» **Problem description**
The response should consist solely of the lines running from the line with "lying in grass in this photo." to the end of the data, retyped exactly.

» **Supplied material**

◇ ◇ ◇

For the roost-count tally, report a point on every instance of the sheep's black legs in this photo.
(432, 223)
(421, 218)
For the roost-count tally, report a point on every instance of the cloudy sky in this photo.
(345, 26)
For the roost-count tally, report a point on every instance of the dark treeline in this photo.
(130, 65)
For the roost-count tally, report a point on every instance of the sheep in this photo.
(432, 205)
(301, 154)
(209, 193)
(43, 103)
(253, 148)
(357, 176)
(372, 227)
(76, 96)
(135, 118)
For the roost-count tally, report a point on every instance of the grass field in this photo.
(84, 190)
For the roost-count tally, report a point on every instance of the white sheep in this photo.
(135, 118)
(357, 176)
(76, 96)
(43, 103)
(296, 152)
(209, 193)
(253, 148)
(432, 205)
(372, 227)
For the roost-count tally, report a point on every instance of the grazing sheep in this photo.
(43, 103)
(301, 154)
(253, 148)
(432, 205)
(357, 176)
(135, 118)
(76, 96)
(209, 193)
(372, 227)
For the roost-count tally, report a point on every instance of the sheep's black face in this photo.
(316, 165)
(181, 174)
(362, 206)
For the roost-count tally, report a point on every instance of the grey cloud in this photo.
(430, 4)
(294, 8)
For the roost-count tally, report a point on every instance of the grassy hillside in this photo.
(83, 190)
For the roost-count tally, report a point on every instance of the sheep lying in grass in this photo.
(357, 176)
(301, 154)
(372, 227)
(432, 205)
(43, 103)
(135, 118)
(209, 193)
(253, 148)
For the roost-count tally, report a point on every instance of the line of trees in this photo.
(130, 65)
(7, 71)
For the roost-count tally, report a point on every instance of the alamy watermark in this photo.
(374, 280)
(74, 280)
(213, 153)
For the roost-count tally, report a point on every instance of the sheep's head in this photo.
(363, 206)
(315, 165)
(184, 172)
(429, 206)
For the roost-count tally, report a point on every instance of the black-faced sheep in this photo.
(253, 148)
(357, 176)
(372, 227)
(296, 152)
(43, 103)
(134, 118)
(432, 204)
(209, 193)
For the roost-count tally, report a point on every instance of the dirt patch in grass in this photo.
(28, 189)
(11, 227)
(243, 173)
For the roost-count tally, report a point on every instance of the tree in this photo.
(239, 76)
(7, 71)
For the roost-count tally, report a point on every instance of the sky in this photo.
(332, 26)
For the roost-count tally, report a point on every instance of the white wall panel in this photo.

◇ ◇ ◇

» **Answer below**
For the roost-count tally, report a point on every instance of the sheep lying in grass in this photo.
(357, 176)
(301, 154)
(372, 227)
(432, 205)
(43, 103)
(135, 118)
(209, 193)
(253, 148)
For the roost-count tally, report a point on every instance of the line of trees in this photo.
(130, 65)
(7, 71)
For the roost-count tally, report a point on every instance of the alamy watermark in this photo.
(374, 280)
(74, 280)
(213, 153)
For the roost-count tally, report a point on every instance of the sheep's head in this photo.
(363, 206)
(315, 165)
(184, 172)
(429, 206)
For the roost-count tally, report a point on every instance of the black-faced sheep in this photo.
(253, 148)
(357, 176)
(372, 227)
(296, 152)
(43, 103)
(134, 118)
(432, 204)
(209, 193)
For the roost-count tally, report a point on every instance of the dirt patch in grass in this photo.
(28, 189)
(11, 227)
(243, 173)
For the roost-count tally, report a point on every instance of the tree in this photo.
(239, 76)
(7, 71)
For the roost-count tally, report a point on every instance of the sky in this photo.
(332, 26)
For the roost-count tally, report a point on every instance of the white wall panel in this photo.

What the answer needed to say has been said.